RECORDS PROVIDED:
- - - - - - -

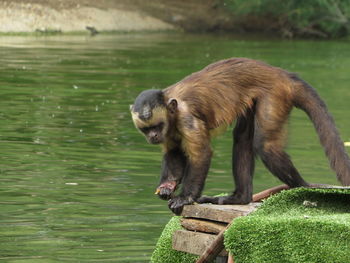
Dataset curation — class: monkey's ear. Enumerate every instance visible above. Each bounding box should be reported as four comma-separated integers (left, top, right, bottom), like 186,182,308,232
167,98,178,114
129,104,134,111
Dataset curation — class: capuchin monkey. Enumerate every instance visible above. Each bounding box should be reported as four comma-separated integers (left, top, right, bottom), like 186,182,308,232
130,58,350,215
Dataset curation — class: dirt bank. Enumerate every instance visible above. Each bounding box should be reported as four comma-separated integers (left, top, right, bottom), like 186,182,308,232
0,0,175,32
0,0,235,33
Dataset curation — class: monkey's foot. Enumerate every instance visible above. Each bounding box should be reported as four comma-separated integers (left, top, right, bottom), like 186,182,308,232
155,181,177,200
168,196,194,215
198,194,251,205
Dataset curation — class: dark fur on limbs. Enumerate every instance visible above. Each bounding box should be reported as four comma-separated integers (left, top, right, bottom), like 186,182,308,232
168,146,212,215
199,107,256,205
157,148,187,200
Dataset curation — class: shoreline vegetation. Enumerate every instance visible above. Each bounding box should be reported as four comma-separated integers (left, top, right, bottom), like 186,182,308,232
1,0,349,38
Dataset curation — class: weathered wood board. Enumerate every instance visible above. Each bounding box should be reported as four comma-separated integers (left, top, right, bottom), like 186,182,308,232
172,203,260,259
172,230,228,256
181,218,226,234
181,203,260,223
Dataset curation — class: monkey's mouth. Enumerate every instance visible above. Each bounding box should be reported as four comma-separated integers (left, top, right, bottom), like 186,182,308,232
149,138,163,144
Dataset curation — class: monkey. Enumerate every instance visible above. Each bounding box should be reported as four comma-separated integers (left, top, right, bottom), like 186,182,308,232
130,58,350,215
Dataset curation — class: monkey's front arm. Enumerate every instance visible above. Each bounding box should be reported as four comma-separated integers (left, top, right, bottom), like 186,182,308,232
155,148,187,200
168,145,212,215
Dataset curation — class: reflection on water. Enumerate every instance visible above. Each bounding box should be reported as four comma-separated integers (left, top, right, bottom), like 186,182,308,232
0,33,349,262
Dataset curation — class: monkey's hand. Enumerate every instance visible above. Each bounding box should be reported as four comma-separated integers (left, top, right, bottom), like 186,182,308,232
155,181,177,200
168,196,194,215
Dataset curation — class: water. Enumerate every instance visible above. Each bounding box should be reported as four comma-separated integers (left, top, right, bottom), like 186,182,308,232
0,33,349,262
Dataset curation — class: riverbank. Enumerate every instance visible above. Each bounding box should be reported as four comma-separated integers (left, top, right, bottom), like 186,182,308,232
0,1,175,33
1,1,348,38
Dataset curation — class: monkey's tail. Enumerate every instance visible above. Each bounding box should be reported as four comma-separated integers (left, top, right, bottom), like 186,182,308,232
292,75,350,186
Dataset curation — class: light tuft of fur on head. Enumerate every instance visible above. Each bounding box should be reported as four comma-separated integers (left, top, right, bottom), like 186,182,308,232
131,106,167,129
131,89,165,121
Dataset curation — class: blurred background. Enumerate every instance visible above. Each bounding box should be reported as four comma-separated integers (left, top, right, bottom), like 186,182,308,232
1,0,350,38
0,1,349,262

- - - - - - -

EXERCISE: The material above should be printed again exactly, with each picture left out.

RESULT OF THIS EXERCISE:
Dataset curation — class: monkey's ear. Enumerate every instance visible above. Each bounding box should be reported as four comma-separated integers (left, top, right, bottom), like 186,182,308,232
167,98,178,114
129,104,134,111
Dataset curation — class: capuchin monkey. Enumerate every instance visible above. Each bounding box should be reported as four comma-separated integers (left, top, right, bottom), like 186,182,308,232
130,58,350,215
Dataset curation — class: dirt bank. Enumerate every instance visible above. Each bounding box should be reported as four comma-separated integers (left, top, right, bottom), like 186,182,308,232
0,0,175,32
0,0,235,33
Dataset curation — class: monkey's foot. Enumerate every instance visible above. Each bounding box should be reported as four comma-separated integers (left, top, right, bottom), like 186,182,308,232
155,181,177,200
168,196,194,215
198,194,251,205
Dataset curation — class: dark fur on limbs. Enumerate every instance visible above. Each bounding box should be reported as four comma-separated integers (left, top, right, bottom), like 186,182,308,232
168,146,212,215
199,107,256,205
157,148,187,200
Dataset curation — class: shoreline vegetation. Enumerate every instance visible above. Each bounding box should be reported as four comma-separated integers (left, top, right, bottom), like 186,182,308,232
1,0,349,38
Dataset curation — class: weathered wood board. Enumerate every instance visible above. Each bounding box should be reported as four comma-separated integers (left, top, right, bottom), like 186,182,308,232
172,203,260,259
172,230,228,256
181,218,226,234
181,203,260,223
Dataset curation — class: monkey's mouth. Enumerate every instance visible above. Each bounding box should be reported as four comma-separated integers (left, top, right, bottom), like 186,182,308,232
149,138,163,144
Dataset curation — class: monkey. Enumerate every instance visible above. Each bounding box should be reported as four comma-separated integers (left, top, right, bottom), like 186,182,308,232
130,58,350,215
Dataset curation — class: monkey's front arm. Enumerate every instance visible above. Each bounding box should be reported as four comma-separated integers (left, top, right, bottom), like 186,182,308,232
155,148,187,200
168,145,212,215
Dataset curation — class: reflection on water. Enumerate every instance visible above. Each bounding box should be reported as four comma-separated integers (left, top, right, bottom), like 186,182,308,232
0,33,349,262
Dataset curation — class: monkey's hand. Enumerate every instance visible above. Each bounding box should be reported as four comma-separated integers (left, top, right, bottom), like 186,182,308,232
155,181,177,200
168,196,194,215
Dataset curation — class: water. Enumerate every instance visible above. Each bounding box should be reported as four comma-separated integers (left, top, right, bottom), like 186,182,308,232
0,33,349,262
Dataset curation — class: riverbank. Enumerate every instance visible above. Each bounding box should be reported as four comma-separated integers (left, top, right, bottom), like 186,182,308,232
0,1,175,33
1,1,348,38
Dataset curation — class: monkey's tail. Enumerate every instance visible above. Each bounding box should be reported as four comma-separated integers (left, top, right, bottom), like 186,182,308,232
292,75,350,186
Dataset curation — class: light tuft of fur on head. Enumerate every instance visible above. Each bounding box should be reported as four comma-separated integers (left, top, right, bottom), like 186,182,308,232
131,106,167,129
131,89,165,121
Dataset curation — class: blurred background. Enumerate every instance visible above. Each bounding box should be reported as four comma-separated integers (left, top, right, bottom), like 186,182,308,232
1,0,350,38
0,1,349,262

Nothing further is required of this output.